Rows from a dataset
---+---

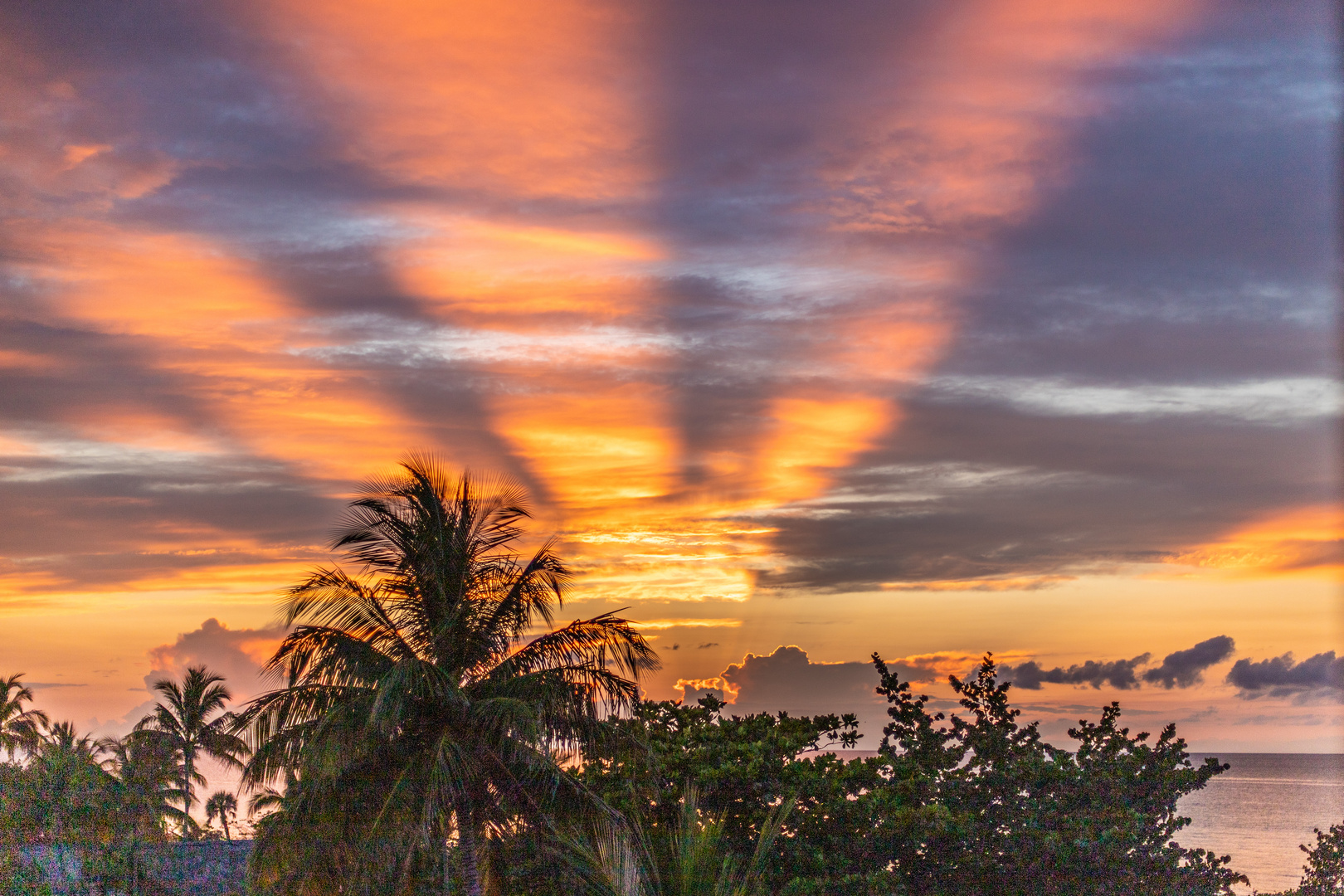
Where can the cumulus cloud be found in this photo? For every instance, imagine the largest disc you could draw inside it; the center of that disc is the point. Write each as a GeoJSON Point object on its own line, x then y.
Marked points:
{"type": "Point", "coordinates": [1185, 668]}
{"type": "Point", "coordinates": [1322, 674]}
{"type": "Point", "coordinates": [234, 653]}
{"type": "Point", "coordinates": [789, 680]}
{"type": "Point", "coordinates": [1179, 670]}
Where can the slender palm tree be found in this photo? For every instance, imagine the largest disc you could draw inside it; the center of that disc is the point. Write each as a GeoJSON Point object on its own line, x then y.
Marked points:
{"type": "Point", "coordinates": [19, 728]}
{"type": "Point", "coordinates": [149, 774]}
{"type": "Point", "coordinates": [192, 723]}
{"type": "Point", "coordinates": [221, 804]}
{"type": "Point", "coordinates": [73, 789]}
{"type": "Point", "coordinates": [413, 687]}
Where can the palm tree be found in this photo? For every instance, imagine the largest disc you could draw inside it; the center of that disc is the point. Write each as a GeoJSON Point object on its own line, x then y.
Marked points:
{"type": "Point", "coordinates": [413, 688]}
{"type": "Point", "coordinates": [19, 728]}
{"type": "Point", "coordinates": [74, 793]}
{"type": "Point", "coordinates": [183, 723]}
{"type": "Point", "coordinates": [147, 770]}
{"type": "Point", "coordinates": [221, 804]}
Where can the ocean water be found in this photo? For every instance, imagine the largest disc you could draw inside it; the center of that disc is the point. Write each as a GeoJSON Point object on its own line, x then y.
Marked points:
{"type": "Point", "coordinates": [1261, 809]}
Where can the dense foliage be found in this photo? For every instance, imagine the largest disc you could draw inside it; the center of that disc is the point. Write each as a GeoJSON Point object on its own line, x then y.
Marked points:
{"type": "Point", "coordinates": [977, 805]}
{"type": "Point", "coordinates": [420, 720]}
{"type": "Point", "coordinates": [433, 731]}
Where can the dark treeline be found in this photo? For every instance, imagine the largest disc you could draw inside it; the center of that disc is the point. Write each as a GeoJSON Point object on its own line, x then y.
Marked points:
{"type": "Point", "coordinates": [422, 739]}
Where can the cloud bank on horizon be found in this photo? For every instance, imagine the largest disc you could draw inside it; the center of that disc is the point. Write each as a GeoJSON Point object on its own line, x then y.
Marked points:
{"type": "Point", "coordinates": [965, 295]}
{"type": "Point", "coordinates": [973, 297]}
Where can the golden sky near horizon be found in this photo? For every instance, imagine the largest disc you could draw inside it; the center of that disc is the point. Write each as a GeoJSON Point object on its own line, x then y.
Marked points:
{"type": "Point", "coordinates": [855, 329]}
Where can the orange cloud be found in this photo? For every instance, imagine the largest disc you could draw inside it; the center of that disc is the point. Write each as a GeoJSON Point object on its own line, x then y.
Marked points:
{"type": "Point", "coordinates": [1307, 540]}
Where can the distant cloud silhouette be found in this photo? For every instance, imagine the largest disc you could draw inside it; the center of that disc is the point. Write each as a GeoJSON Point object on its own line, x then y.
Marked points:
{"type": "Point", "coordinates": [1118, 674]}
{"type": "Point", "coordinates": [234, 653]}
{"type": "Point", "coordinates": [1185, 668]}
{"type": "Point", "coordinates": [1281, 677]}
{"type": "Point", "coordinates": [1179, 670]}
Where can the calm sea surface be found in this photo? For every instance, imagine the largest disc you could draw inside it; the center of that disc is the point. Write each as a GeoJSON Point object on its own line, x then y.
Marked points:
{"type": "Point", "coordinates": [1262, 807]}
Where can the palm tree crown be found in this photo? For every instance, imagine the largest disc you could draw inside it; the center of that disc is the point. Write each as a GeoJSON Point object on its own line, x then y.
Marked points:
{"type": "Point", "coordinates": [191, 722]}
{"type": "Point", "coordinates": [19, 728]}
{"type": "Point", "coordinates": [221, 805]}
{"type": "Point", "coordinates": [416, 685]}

---+---

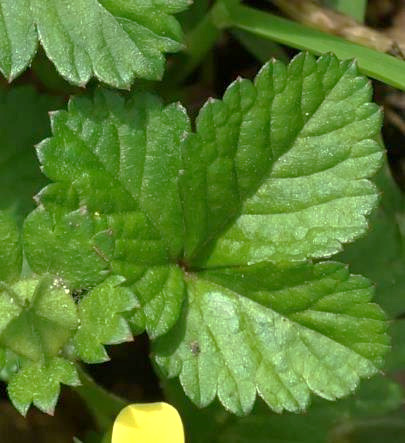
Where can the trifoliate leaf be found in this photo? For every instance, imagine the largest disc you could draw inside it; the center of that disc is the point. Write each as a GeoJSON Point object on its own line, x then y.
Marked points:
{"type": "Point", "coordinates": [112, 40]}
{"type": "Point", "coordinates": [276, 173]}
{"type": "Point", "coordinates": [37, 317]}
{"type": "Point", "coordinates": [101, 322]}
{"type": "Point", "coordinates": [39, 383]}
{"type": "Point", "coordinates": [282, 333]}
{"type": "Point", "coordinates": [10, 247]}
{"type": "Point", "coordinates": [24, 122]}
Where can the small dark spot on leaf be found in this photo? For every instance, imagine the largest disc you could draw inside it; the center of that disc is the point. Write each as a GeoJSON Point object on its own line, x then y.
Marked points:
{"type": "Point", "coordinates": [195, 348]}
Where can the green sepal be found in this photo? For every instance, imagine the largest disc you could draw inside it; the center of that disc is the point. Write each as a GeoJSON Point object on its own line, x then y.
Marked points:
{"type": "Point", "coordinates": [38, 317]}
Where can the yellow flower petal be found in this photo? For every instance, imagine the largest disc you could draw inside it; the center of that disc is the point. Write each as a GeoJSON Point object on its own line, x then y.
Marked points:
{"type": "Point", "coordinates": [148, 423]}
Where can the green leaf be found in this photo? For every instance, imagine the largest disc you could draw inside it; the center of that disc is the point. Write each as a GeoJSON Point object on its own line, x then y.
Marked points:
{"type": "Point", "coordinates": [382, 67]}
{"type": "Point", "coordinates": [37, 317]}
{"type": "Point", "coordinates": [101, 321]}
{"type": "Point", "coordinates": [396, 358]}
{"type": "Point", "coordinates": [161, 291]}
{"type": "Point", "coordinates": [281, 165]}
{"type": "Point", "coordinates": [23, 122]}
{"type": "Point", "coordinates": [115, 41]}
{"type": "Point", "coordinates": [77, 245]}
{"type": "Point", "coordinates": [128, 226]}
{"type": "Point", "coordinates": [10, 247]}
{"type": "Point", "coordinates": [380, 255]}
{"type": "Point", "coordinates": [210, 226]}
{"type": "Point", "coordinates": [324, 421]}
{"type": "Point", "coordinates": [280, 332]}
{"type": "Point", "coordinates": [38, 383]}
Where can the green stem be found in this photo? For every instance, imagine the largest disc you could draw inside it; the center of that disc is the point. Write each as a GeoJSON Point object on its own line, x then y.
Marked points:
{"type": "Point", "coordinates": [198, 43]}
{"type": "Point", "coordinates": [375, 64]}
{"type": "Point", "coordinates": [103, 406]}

---+---

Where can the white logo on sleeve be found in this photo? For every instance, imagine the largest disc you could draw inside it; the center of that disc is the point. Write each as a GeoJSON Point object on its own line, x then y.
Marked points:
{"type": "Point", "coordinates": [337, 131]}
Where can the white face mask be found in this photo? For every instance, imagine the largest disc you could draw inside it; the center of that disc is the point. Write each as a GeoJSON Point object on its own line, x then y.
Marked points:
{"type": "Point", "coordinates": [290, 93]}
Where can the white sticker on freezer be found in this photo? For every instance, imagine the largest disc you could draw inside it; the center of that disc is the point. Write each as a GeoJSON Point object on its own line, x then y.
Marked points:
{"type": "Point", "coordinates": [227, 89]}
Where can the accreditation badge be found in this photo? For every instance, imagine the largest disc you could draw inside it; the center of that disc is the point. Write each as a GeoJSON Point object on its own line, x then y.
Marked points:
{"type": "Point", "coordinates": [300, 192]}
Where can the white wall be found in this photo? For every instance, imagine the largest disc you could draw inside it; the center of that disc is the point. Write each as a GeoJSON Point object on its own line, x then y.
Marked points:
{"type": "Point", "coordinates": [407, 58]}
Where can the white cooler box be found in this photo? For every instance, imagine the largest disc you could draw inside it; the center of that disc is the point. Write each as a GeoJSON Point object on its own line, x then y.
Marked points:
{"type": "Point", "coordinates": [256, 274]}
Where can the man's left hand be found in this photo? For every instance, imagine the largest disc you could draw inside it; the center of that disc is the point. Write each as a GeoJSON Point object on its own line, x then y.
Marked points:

---+---

Exercise aim ▸ Please gather every line in the listing that contains the word "white" and copy each one unchanged.

Task output ▸
Where can the white logo on sleeve be found in this photo? For every instance, imagine the largest disc you could draw inside it; the center of that disc is the point. Write each as a GeoJSON Point object on its own line, x then y.
Where can the white face mask be found in this photo? For every instance, imagine the largest disc you could draw inside it; the center of that disc is the point. Write each as a GeoJSON Point object on its own line, x then y.
Where can the white sticker on freezer be found in this photo? For every instance, imagine the largest disc you could draw inside it; the center of that disc is the point. Write each as a GeoJSON Point object on its own line, x then y.
Where can the white wall be found in this photo? For every instance, imagine the largest disc you could draw inside it; the center of that disc is the point. Write each as a GeoJSON Point object on its own line, x then y.
Where can the white cooler box be found in this photo? For every instance, imagine the largest disc you could draw inside it; the center of that disc is the point. Write each as a GeoJSON Point object on its own line, x then y.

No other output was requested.